= PAGE EXCERPT =
*** Begin section ***

Streams and Rivers. Even though records of flows in the Mississippi River go back 113 years and several other flow records go back 77 years, the length of even these stream-gauging records is generally not sufficient to identify fluctuations that recur less frequently than every few decades.
Not all water quality parameters are recorded at all of the more than 200 monitoring stations on Illinois waters. This makes possible more efficient use of scarce funds to monitor compliance with discharge permits, but more comprehensive data would be useful in charting ecological trends over space and time.
Current law requires that reservoirs funded by or licensed by federal agencies provide for minimum flow releases to protect the ecological integrity of downstream reaches of parent streams. Specifying an appropriate minimum flow requires knowledge of the minimum water levels suitable to various fish species, taking into account the geometries of riffles and pools, fluctuations in flow, and short- and long-term rainfall trends. Setting streamwater quality standards that are appropriate to various uses is equally difficult. There are few streams about which scientists know enough to attempt either calculation with confidence.
Groundwater. Damage from the operation of waste injection wells is known to have occurred in Illinois, but no inventory of such contamination has been made.
Most drinking well records in Illinois date from after 1970 and focus on only a few water quality criteria.
More recent samples have tested for compliance with more comprehensive drinking water regulations, and so also were analyzed for organic compounds such as pesticides or industrial solvents.
Private well records draw from more locations across the state, but tests on municipal wells tend to span more time; neither is sufficient to track long-term changes statewide.
Land. Detailed geologic mapping needed to detect earthquake hazards, chart new groundwater sources, etc. remains to be done; only 4% of the state's surface has been mapped to a scale of 1 inch : 2,000 feet.
The federal Resource Conservation and Recovery Act sets forth rules to deal with certain hazardous wastes destined for disposal on land, but the definitions under the law do not cover many of the wastes that are potentially threatening to human health and the larger environment. The staff of the Illinois Hazardous Waste Research and Information Center have concluded that it was not until 1986 that data on hazardous waste generation were reliable and sophisticated enough to warrant year-to-year comparisons.

*** End section ***

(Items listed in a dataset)
*** Begin section ***

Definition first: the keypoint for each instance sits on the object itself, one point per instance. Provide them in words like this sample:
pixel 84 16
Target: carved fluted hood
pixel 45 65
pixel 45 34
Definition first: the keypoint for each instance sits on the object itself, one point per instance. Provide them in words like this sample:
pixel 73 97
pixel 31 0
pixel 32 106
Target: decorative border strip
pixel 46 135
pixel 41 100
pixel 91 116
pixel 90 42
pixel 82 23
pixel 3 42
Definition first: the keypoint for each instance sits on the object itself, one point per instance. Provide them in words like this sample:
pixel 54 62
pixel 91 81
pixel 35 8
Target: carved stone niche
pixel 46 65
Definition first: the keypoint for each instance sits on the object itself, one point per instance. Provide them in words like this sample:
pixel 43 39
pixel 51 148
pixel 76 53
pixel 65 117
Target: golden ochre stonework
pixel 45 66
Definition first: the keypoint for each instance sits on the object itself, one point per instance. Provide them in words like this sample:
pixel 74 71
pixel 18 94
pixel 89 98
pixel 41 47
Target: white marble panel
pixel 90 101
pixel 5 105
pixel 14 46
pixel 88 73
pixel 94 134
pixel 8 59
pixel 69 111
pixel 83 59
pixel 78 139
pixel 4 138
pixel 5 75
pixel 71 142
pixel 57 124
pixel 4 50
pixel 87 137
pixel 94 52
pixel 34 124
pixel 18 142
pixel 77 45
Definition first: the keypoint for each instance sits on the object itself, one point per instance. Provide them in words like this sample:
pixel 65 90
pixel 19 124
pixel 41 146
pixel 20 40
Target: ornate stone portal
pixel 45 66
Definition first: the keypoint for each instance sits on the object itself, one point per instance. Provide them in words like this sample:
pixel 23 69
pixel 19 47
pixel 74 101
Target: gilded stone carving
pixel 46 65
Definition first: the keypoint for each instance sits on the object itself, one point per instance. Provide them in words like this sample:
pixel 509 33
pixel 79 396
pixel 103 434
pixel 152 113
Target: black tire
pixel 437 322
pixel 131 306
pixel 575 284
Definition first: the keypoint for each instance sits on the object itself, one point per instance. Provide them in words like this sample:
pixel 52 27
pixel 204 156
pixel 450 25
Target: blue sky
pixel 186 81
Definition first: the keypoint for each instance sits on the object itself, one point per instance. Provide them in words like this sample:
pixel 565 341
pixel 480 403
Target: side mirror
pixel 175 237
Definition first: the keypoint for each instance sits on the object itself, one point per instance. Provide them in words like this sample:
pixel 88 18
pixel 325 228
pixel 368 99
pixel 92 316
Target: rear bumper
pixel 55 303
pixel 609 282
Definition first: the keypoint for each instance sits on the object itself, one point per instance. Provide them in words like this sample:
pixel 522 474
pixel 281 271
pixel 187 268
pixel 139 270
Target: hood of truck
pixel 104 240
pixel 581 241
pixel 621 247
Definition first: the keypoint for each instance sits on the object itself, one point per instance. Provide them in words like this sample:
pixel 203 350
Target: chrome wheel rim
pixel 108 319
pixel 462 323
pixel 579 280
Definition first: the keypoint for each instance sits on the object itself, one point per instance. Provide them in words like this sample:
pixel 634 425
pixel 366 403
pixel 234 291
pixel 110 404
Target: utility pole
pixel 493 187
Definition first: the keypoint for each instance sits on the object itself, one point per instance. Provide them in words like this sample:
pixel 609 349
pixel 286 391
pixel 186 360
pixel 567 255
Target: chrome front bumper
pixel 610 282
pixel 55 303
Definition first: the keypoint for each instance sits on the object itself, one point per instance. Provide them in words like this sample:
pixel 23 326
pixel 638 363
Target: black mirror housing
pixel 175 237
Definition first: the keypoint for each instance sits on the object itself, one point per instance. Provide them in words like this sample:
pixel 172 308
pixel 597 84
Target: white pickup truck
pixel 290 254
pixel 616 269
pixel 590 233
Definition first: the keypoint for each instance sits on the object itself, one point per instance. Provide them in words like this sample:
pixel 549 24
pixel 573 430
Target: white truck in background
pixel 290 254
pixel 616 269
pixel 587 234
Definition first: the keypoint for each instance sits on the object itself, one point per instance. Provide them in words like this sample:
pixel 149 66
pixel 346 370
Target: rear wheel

*** End section ***

= PROBLEM 1 =
Do these statements agree with the passage on Illinois environmental records? Answer yes or no for each, quoting the deciding words. (a) Mississippi River flow records go back 113 years. (b) An inventory has been made of contamination from waste injection wells in Illinois. (c) About 10% of the state's surface has been mapped at a scale of 1 inch : 2,000 feet.
= PROBLEM 2 =
According to the passage on Illinois environmental records, from what year were data on hazardous waste generation reliable enough to warrant year-to-year comparisons?
These rows are separate material, unrelated to the passage on Illinois environmental records.

= YOUR SOLUTION 1 =
(a) Yes: "records of flows in the Mississippi River go back 113 years"
(b) No: "no inventory of such contamination has been made"
(c) No: "only 4% of the state's surface has been mapped to a scale of 1 inch : 2,000 feet"

= YOUR SOLUTION 2 =
1986